[Start of section]

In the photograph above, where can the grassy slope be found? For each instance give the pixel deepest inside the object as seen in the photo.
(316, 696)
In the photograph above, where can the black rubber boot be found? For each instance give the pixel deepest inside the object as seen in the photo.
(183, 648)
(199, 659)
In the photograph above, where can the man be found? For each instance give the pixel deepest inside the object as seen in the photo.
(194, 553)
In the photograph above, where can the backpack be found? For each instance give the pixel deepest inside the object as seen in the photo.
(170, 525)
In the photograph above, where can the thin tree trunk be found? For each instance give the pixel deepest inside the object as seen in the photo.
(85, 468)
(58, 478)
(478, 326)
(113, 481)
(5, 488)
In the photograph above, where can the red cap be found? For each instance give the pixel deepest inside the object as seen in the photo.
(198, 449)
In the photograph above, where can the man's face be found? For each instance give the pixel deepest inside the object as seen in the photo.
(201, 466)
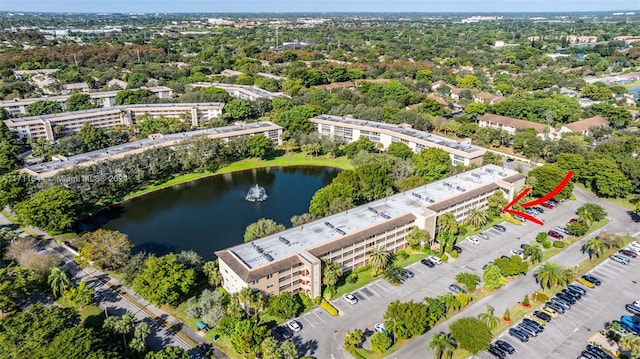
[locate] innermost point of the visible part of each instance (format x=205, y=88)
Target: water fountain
x=256, y=194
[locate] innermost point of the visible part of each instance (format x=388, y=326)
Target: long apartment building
x=18, y=107
x=43, y=126
x=291, y=260
x=226, y=134
x=351, y=129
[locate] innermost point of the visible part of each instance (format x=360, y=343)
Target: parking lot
x=322, y=335
x=566, y=336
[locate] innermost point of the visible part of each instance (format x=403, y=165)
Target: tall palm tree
x=490, y=320
x=551, y=275
x=477, y=217
x=379, y=258
x=534, y=252
x=443, y=344
x=59, y=281
x=594, y=247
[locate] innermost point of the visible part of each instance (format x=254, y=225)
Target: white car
x=294, y=325
x=350, y=298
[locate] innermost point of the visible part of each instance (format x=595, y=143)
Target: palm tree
x=489, y=319
x=378, y=258
x=551, y=275
x=534, y=252
x=59, y=281
x=594, y=247
x=443, y=344
x=477, y=217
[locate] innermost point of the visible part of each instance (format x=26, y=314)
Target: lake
x=212, y=213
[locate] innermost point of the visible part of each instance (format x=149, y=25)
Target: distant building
x=290, y=261
x=111, y=117
x=49, y=169
x=508, y=124
x=351, y=129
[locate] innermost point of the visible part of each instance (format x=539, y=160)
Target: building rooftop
x=402, y=207
x=124, y=148
x=422, y=135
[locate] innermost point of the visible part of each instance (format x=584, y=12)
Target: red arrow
x=545, y=198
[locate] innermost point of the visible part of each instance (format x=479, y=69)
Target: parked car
x=577, y=288
x=350, y=298
x=542, y=315
x=505, y=346
x=294, y=325
x=473, y=240
x=519, y=334
x=407, y=274
x=628, y=253
x=427, y=262
x=283, y=332
x=497, y=352
x=555, y=235
x=499, y=227
x=620, y=259
x=456, y=289
x=591, y=279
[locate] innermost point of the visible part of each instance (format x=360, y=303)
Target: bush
x=329, y=308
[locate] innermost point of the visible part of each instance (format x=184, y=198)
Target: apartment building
x=291, y=260
x=18, y=107
x=111, y=117
x=351, y=129
x=61, y=163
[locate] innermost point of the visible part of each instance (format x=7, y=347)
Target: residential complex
x=111, y=117
x=18, y=107
x=62, y=163
x=351, y=129
x=291, y=260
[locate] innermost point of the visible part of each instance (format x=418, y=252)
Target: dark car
x=505, y=346
x=427, y=262
x=519, y=334
x=555, y=235
x=599, y=352
x=497, y=352
x=533, y=323
x=577, y=288
x=628, y=253
x=283, y=332
x=540, y=315
x=499, y=227
x=592, y=279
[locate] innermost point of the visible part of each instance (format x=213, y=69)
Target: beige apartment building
x=111, y=117
x=291, y=260
x=18, y=107
x=351, y=129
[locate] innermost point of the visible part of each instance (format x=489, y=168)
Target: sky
x=248, y=6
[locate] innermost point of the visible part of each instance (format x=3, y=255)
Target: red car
x=555, y=235
x=628, y=253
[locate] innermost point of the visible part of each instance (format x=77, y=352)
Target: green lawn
x=291, y=159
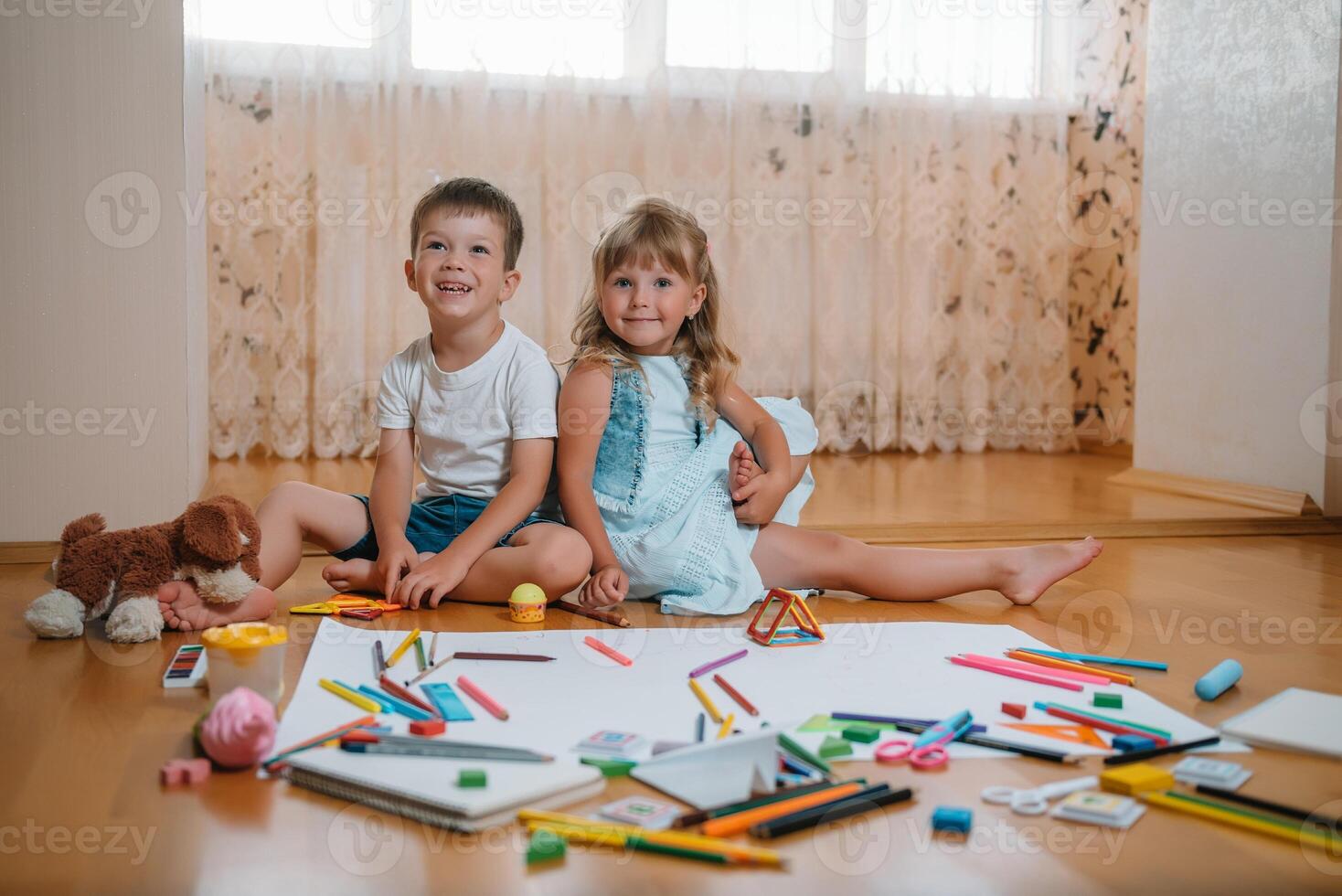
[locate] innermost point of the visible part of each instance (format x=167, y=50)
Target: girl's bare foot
x=1028, y=571
x=352, y=576
x=183, y=609
x=741, y=468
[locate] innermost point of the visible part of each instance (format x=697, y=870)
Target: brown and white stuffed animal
x=214, y=543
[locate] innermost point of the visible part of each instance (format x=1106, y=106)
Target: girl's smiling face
x=644, y=304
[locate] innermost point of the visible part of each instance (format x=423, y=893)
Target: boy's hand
x=608, y=585
x=395, y=560
x=760, y=498
x=431, y=581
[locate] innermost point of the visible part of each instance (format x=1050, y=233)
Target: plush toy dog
x=214, y=543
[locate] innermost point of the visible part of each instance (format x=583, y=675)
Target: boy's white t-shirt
x=466, y=420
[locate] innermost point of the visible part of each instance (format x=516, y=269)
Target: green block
x=545, y=845
x=835, y=747
x=610, y=767
x=860, y=732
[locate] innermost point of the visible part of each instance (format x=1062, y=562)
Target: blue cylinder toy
x=1219, y=680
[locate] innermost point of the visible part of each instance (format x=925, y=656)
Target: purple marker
x=710, y=667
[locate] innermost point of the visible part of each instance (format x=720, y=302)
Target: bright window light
x=580, y=37
x=774, y=35
x=324, y=23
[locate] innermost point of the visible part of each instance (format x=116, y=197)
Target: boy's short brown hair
x=473, y=195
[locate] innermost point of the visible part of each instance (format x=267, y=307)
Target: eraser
x=1219, y=680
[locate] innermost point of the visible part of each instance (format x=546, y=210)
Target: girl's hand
x=395, y=560
x=608, y=585
x=431, y=581
x=760, y=498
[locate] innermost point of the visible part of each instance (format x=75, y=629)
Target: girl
x=653, y=431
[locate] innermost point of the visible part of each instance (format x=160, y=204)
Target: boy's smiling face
x=458, y=267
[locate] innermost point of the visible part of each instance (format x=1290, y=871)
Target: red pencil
x=484, y=699
x=610, y=651
x=736, y=695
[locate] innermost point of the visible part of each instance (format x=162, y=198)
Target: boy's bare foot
x=352, y=576
x=1031, y=571
x=741, y=467
x=183, y=609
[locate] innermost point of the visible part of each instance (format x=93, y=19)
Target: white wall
x=1238, y=316
x=102, y=393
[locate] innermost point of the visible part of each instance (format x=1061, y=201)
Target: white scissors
x=1035, y=801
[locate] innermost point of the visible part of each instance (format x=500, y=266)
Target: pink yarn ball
x=240, y=730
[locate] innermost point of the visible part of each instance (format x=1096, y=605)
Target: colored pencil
x=726, y=726
x=399, y=652
x=353, y=697
x=716, y=664
x=690, y=818
x=742, y=821
x=1015, y=674
x=857, y=804
x=278, y=760
x=1143, y=755
x=1304, y=815
x=736, y=695
x=522, y=657
x=484, y=699
x=610, y=651
x=399, y=691
x=708, y=703
x=610, y=619
x=1049, y=663
x=1113, y=727
x=802, y=752
x=1227, y=816
x=1109, y=660
x=1067, y=675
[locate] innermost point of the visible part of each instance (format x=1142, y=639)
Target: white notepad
x=424, y=787
x=1294, y=720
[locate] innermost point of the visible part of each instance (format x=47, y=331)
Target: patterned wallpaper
x=1103, y=220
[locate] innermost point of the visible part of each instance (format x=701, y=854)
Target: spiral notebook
x=424, y=789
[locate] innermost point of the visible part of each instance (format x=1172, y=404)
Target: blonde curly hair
x=654, y=229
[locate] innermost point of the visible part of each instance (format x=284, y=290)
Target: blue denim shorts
x=433, y=523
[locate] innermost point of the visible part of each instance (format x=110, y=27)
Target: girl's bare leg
x=791, y=557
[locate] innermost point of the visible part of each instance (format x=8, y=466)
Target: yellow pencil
x=399, y=652
x=708, y=704
x=1226, y=817
x=726, y=726
x=353, y=697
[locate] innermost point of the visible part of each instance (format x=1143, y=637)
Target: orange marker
x=610, y=651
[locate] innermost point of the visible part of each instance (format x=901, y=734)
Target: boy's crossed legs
x=547, y=554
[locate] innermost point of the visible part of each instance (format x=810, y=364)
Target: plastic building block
x=1129, y=742
x=952, y=818
x=1135, y=778
x=429, y=727
x=835, y=747
x=180, y=772
x=860, y=732
x=545, y=845
x=792, y=608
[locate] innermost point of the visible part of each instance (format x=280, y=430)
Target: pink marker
x=1015, y=674
x=716, y=664
x=610, y=651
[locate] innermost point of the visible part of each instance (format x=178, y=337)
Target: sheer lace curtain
x=880, y=183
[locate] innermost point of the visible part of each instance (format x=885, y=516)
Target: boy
x=479, y=397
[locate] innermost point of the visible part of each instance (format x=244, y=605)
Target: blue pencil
x=1107, y=660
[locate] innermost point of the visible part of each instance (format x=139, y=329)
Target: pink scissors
x=929, y=749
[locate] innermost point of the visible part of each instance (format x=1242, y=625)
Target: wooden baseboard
x=1276, y=500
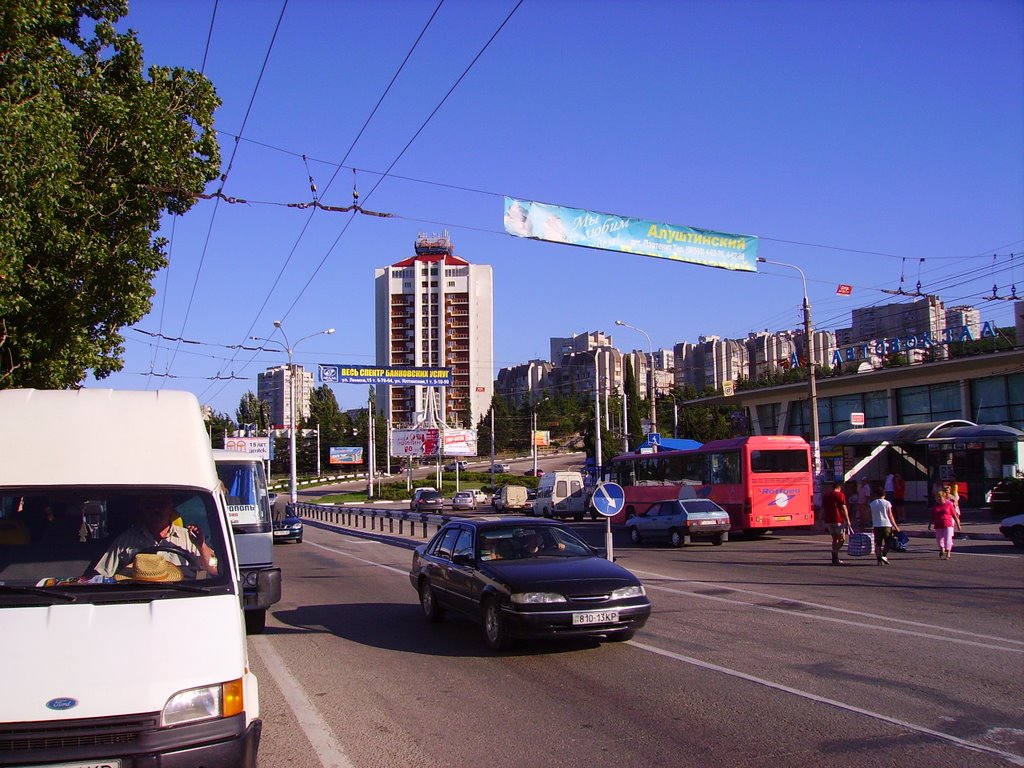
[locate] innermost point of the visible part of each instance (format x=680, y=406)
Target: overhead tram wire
x=330, y=182
x=404, y=150
x=344, y=229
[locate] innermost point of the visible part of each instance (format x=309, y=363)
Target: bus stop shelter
x=974, y=456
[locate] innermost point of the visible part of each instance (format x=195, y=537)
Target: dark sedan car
x=288, y=529
x=427, y=501
x=535, y=580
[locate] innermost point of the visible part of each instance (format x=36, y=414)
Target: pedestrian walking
x=837, y=519
x=883, y=523
x=944, y=520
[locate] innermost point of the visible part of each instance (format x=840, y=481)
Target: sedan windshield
x=528, y=542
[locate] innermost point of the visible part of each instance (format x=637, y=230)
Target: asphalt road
x=758, y=652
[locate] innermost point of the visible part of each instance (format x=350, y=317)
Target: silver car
x=464, y=500
x=679, y=520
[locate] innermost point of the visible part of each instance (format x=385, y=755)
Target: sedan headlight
x=208, y=702
x=535, y=598
x=625, y=592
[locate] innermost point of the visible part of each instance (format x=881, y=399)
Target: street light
x=290, y=349
x=650, y=375
x=812, y=388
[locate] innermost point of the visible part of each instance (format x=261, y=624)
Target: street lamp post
x=290, y=349
x=650, y=375
x=812, y=389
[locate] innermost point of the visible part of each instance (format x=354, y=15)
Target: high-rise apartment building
x=435, y=309
x=274, y=387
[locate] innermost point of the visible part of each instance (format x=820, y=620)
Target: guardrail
x=368, y=518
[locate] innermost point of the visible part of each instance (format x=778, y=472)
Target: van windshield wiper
x=164, y=586
x=50, y=592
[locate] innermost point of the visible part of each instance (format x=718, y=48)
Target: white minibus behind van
x=121, y=630
x=249, y=512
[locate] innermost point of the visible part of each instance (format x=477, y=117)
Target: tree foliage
x=92, y=152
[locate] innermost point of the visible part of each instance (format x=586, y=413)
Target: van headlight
x=625, y=592
x=207, y=702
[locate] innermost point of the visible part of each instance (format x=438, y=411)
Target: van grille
x=18, y=737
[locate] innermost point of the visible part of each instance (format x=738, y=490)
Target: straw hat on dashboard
x=150, y=567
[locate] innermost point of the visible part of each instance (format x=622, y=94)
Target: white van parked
x=249, y=513
x=562, y=494
x=121, y=646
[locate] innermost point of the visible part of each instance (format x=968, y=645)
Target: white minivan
x=249, y=513
x=121, y=630
x=562, y=494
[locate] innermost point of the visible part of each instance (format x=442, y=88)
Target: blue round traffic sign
x=608, y=499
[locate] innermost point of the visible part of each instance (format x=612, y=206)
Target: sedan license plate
x=595, y=616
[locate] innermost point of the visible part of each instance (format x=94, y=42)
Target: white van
x=116, y=652
x=511, y=497
x=562, y=494
x=249, y=513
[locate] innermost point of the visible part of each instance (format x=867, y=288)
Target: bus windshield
x=245, y=488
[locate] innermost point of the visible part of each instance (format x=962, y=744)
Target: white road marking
x=322, y=738
x=955, y=740
x=977, y=639
x=361, y=559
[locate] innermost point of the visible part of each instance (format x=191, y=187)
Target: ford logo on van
x=61, y=702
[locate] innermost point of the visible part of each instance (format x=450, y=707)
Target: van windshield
x=110, y=539
x=245, y=486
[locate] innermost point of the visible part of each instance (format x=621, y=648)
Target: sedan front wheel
x=496, y=632
x=428, y=601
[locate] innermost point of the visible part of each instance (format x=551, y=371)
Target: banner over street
x=607, y=231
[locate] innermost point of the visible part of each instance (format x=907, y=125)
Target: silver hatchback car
x=679, y=520
x=464, y=500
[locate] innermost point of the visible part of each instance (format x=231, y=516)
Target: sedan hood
x=566, y=576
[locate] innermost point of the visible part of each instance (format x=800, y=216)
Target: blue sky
x=869, y=143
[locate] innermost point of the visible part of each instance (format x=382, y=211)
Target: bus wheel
x=255, y=622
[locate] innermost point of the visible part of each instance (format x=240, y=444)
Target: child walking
x=944, y=520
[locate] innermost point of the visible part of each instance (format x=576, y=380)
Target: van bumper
x=222, y=743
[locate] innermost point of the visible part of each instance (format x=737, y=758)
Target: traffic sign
x=608, y=499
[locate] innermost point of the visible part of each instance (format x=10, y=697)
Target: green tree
x=92, y=152
x=219, y=425
x=254, y=411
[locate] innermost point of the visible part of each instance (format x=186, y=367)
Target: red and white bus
x=763, y=482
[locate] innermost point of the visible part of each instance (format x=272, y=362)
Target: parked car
x=526, y=581
x=464, y=500
x=1013, y=528
x=288, y=529
x=679, y=520
x=435, y=500
x=512, y=498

[End of section]

**EXERCISE AIM**
Look above for the line containing "(format x=450, y=707)" and the line containing "(format x=10, y=697)". Transcribe both, with the lines between them, exactly.

**THE ANSWER**
[locate] innermost point of the visible part of each instance (format x=450, y=707)
Target: van windshield
x=110, y=539
x=245, y=486
[locate] innermost point of the visible part of each instance (format x=621, y=648)
Target: sedan front wheel
x=496, y=632
x=428, y=601
[locate] innermost point of the visible part of each instance (format x=551, y=371)
Target: banner over street
x=607, y=231
[locate] innermost point of the visible part of each instance (format x=907, y=125)
Target: silver hatchback car
x=679, y=520
x=464, y=500
[locate] innermost point of the visible part of each instance (format x=231, y=516)
Target: sedan hood
x=566, y=576
[locate] innermost point of the visible part of each instance (format x=800, y=216)
Target: blue sky
x=869, y=143
[locate] innermost point of the visible part of each instance (format x=382, y=211)
Target: bus wheel
x=255, y=622
[locate] innermost point of the visible part of each instance (format x=240, y=444)
Target: child walking
x=944, y=520
[locate] innermost point of the visible part of each instance (format x=576, y=380)
Target: van bumper
x=222, y=743
[locate] innermost point of the visible part of each instance (format x=737, y=758)
Target: traffic sign
x=608, y=499
[locate] innermost point of the visible part of each instance (format x=10, y=697)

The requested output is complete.